> _ПОСТАВЛЕННАЯ ЗАДАЧА_
Перепишите слово в слово отрывок из текста о корабле «Сторожевой», который открывается словами «Отчаяние, гнев, обида» и заканчивается словами «молотил в неё.».

> _ИЗВЛЕЧЁННЫЙ ТЕКСТ_
--------------------------------------------------
Отчаяние, гнев, обида были такими, что я — откуда силы столько взялось! — одними руками выдавил крышку люка. Выбрался в верхнее помещение, но и оно было наглухо задраено. Я стал биться в новый люк. Матрос Шеин, охранявший меня, прижал крышку раздвижным упором. Но я всё равно молотил в неё.

Шеин кричал мне: «Товарищ командир, не надо! Товарищ командир, буду стрелять!..»

Но я всё же расшатал упор. Он упал. Тогда люк прижали аварийным брусом. Тут ясно понял — не открыть. Против лома нет приёма…

Из показаний В. Саблина 5 и 6 января 1976 года следователю КГБ:

«Матрос Буров (имени и отчества не помню) проходит службу на корабле „Сторожевой“ в должности радиометриста-наблюдателя с июня 1974 года… Восьмого ноября 1975 года около 17 часов я позвонил в кубрик РТС и приказал дневальному разыскать и направить ко мне матроса Бурова. Приказал Бурову открыть посты № 1–3 и № 4–6, снять в них с телефонных аппаратов трубки, обеспечить постелью пост № 2, где собирался закрыть Потульного. Затем сам проверил, как Буров выполнил приказ, оставив во втором посту конверт — „Потульному А.В.“.
--------------------------------------------------
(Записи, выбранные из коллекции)
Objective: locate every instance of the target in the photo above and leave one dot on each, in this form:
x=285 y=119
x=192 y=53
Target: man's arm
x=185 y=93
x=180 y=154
--------------------------------------------------
> _РЕЗУЛЬТАТ ЗАДАНИЯ_
Отчаяние, гнев, обида были такими, что я — откуда силы столько взялось! — одними руками выдавил крышку люка. Выбрался в верхнее помещение, но и оно было наглухо задраено. Я стал биться в новый люк. Матрос Шеин, охранявший меня, прижал крышку раздвижным упором. Но я всё равно молотил в неё.